[PATCH] D121047: Add missing template keywords
Alexey Bataev via Phabricator via llvm-commits
llvm-commits at lists.llvm.org
Mon Mar 21 15:33:45 PDT 2022
ABataev added a comment.
In D121047#3397986 <https://reviews.llvm.org/D121047#3397986>, @gruenich wrote:
> diff --git a/llvm/include/llvm/ADT/PointerSumType.h b/llvm/include/llvm/ADT/PointerSumType.h
> index a7ef774e20..57f045035a 100644
> --- a/llvm/include/llvm/ADT/PointerSumType.h
> +++ b/llvm/include/llvm/ADT/PointerSumType.h
> @@ -1,294 +1,295 @@
> //===- llvm/ADT/PointerSumType.h --------------------------------*- C++ -*-===//
> //
> // Part of the LLVM Project, under the Apache License v2.0 with LLVM Exceptions.
> // See https://llvm.org/LICENSE.txt for license information.
> // SPDX-License-Identifier: Apache-2.0 WITH LLVM-exception
> //
> //===----------------------------------------------------------------------===//
>
> #ifndef LLVM_ADT_POINTERSUMTYPE_H
> #define LLVM_ADT_POINTERSUMTYPE_H
>
> #include "llvm/ADT/bit.h"
> #include "llvm/ADT/DenseMapInfo.h"
> #include "llvm/Support/PointerLikeTypeTraits.h"

- _Problems to solve_
• 1. Answer from the patch post:
(a) Which user added the comment?
(b) What is the path of the file that the quoted diff changes?
(c) Under what license is that file part of the LLVM Project?
• 2. Decide whether each statement agrees with the patch post. Give yes or no, and quote the words that settle it.
(a) The post is dated a Monday in March 2022.
(b) ABataev wrote the quoted diff.
(c) The file includes "llvm/ADT/bit.h".
• 3. List every header file named in an #include line of the patch post.
Base every answer on the patch post alone.

- _Dataset excerpts_
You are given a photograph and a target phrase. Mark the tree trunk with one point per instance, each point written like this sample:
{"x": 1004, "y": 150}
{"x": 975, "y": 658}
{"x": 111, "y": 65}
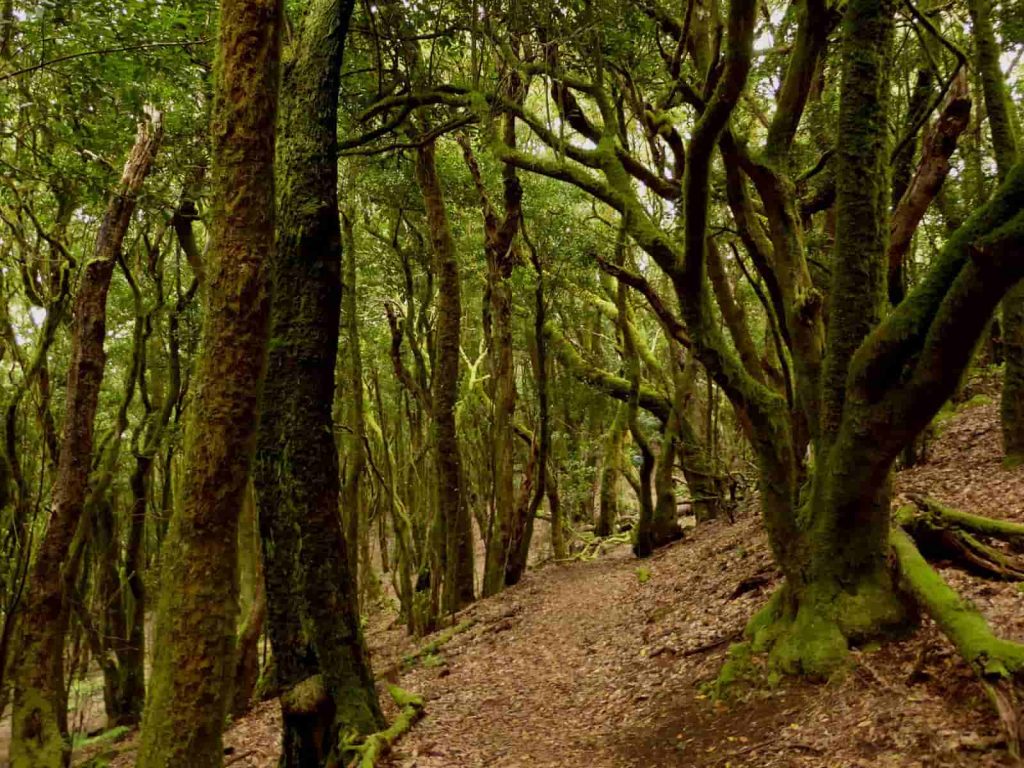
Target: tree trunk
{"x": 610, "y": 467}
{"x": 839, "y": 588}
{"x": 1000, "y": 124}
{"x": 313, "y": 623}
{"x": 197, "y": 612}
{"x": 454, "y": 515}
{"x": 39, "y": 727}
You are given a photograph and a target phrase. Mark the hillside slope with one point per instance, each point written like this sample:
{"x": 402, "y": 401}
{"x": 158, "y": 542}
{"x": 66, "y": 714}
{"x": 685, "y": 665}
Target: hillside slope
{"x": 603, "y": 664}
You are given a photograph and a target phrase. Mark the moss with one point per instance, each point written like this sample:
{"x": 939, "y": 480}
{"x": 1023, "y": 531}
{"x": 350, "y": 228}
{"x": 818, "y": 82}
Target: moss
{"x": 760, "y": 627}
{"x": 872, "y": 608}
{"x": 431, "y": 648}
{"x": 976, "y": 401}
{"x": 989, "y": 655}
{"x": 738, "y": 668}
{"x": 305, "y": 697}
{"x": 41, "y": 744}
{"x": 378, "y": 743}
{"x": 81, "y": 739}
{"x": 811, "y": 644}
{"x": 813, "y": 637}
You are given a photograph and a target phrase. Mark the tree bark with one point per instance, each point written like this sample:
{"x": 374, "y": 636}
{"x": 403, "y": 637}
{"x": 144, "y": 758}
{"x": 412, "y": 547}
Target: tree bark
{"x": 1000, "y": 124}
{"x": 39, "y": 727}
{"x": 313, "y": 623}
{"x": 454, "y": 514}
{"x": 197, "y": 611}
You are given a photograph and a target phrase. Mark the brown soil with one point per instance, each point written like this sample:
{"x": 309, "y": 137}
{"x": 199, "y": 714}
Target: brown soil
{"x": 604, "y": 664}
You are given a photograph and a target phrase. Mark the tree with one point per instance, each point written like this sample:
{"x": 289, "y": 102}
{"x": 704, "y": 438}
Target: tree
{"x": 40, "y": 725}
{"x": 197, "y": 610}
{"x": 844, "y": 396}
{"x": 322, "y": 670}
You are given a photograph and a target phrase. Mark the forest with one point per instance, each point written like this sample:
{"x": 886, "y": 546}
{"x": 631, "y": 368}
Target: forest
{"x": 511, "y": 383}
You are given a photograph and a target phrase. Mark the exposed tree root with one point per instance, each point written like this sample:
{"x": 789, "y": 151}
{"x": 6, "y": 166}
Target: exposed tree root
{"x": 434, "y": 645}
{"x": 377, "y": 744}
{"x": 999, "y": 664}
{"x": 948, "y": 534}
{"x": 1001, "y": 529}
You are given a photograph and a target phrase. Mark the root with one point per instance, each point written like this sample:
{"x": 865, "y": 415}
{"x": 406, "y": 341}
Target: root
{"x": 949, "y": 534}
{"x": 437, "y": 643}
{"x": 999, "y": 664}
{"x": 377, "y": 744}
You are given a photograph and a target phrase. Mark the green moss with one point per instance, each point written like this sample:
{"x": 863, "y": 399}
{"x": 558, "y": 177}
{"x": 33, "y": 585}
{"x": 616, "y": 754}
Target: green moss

- _The answers_
• 1.
(a) Alexey Bataev (ABataev)
(b) llvm/include/llvm/ADT/PointerSumType.h
(c) The Apache License v2.0 with LLVM Exceptions

• 2.
(a) Yes: "Mon Mar 21 15:33:45 PDT 2022"
(b) No: "@gruenich wrote:"
(c) Yes: "#include "llvm/ADT/bit.h""

• 3.
llvm/ADT/bit.h
llvm/ADT/DenseMapInfo.h
llvm/Support/PointerLikeTypeTraits.h